*To do*. Each record is to be duplicated exactly, with nothing added.

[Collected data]
━━━━━━━━━━━━━━━━━━━━━━━━━━━━━━
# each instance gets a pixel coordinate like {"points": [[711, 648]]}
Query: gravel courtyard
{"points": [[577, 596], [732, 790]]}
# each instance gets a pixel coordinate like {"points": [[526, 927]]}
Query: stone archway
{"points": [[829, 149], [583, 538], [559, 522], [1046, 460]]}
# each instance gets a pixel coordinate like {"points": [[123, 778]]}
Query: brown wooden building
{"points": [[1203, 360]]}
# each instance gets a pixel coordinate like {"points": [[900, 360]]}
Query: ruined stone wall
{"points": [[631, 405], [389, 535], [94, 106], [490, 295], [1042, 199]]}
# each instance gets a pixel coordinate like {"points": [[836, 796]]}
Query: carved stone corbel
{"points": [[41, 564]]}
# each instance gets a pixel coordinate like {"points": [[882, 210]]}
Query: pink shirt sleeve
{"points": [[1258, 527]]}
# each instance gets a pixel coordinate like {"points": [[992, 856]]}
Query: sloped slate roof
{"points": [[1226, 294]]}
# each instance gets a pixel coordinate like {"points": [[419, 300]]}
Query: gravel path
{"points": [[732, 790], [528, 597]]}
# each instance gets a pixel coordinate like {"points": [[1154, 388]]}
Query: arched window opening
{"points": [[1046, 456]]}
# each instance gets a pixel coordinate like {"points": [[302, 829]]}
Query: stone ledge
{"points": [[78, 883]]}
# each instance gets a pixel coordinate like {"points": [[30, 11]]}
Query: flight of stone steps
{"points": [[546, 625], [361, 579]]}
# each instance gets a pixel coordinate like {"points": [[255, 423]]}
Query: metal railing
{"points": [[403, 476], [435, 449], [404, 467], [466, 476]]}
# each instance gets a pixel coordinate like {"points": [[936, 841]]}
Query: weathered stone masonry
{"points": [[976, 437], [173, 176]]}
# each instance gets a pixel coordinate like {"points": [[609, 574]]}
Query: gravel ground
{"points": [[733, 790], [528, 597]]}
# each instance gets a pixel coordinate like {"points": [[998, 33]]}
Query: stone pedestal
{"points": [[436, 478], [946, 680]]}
━━━━━━━━━━━━━━━━━━━━━━━━━━━━━━
*Solution to the problem*.
# each instance gets a pixel coordinate like {"points": [[711, 648]]}
Query: gravel courtyard
{"points": [[577, 596], [732, 790]]}
# each instance gets a pixel coordinate like {"points": [[526, 927]]}
Query: stone archway
{"points": [[829, 149], [583, 538], [559, 522], [1046, 460]]}
# each instance gets a pixel coordinate like {"points": [[123, 778]]}
Query: brown wooden building
{"points": [[1203, 360]]}
# each instance gets a pixel coordinate like {"points": [[900, 360]]}
Query: ruined stone wall
{"points": [[631, 405], [389, 535], [94, 106], [490, 295], [1042, 199]]}
# each instance gets a pixel coordinate like {"points": [[836, 796]]}
Query: carved stone corbel
{"points": [[41, 564]]}
# each instance gets a pixel coordinate like {"points": [[882, 210]]}
Query: pink shirt sleeve
{"points": [[1258, 527]]}
# each instance gets a pixel coordinate like {"points": [[992, 856]]}
Query: sloped slate roof
{"points": [[1226, 294]]}
# each instance gets a pixel coordinate like {"points": [[419, 300]]}
Query: gravel path
{"points": [[732, 790], [528, 597]]}
# each instance gets a pixel coordinate like {"points": [[1154, 388]]}
Query: arched window opening
{"points": [[1046, 456]]}
# each instance gets a pixel coordinate like {"points": [[302, 829]]}
Query: stone ledge
{"points": [[78, 883]]}
# each instance gets a pixel coordinate like {"points": [[30, 11]]}
Query: flight of stone steps
{"points": [[546, 625], [361, 579]]}
# each instance gets a pixel coordinate like {"points": [[255, 423]]}
Query: metal railing
{"points": [[403, 476], [435, 449], [404, 467], [466, 476]]}
# each instance gets a pixel coordinate like {"points": [[936, 841]]}
Query: weathered stone masonry
{"points": [[976, 437], [173, 176]]}
# each instance gets a pixel coordinate like {"points": [[609, 574]]}
Query: gravel ground
{"points": [[733, 790], [528, 597]]}
# each instance gets a pixel coordinate like {"points": [[998, 33]]}
Query: stone pedestal
{"points": [[436, 478], [946, 680]]}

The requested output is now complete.